### ACTIVITÉ
Recopiez à l'identique le passage de l'entretien sur la Métropole qui commence par « Souhaitez-vous, au cours » et se poursuit jusqu'à « par les Territoires ? ».

Patrick Ollier, avec Jean-Michel Genestier (Le Raincy). © Jgp

Souhaitez-vous, au cours de ce mandat, construire une métropole plus intégrée ?

Certainement. Mais mon mandat dure six ans. Et je crois savoir que le président de la République a l’intention d’accroitre les compétences de la métropole, soit lors de son prochain mandat, soit dès la prochaine loi 3D (décentralisation, déconcentration, différenciation). J’ai demandé, dans cette perspective, que nous soyons reconnus autorité organisatrice des mobilités (AOM) de deuxième rang, aux côtés de la Région, qui conserverait sa compétence d’AOM de premier rang. Cela afin que l’on puisse s’intéresser à l’ensemble des transports dits de surface, automobiles mais aussi vélos, trottinettes, navettes électriques, etc. Aujourd’hui, cela ne nous est pas permis.

Estimez-vous que la Métropole devrait se voir attribuer la politique de la ville, aujourd’hui exercée par les Territoires ?

### EXTRAIT DE DONNÉES
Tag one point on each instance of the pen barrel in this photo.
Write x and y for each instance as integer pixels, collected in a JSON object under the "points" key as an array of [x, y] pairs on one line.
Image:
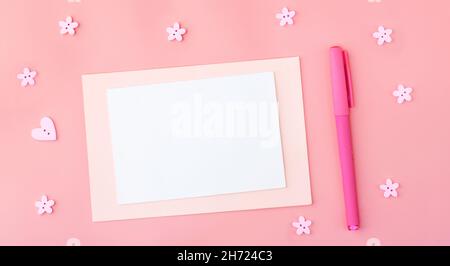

### VOTRE RÉPONSE
Souhaitez-vous, au cours de ce mandat, construire une métropole plus intégrée ?

Certainement. Mais mon mandat dure six ans. Et je crois savoir que le président de la République a l’intention d’accroitre les compétences de la métropole, soit lors de son prochain mandat, soit dès la prochaine loi 3D (décentralisation, déconcentration, différenciation). J’ai demandé, dans cette perspective, que nous soyons reconnus autorité organisatrice des mobilités (AOM) de deuxième rang, aux côtés de la Région, qui conserverait sa compétence d’AOM de premier rang. Cela afin que l’on puisse s’intéresser à l’ensemble des transports dits de surface, automobiles mais aussi vélos, trottinettes, navettes électriques, etc. Aujourd’hui, cela ne nous est pas permis.

Estimez-vous que la Métropole devrait se voir attribuer la politique de la ville, aujourd’hui exercée par les Territoires ?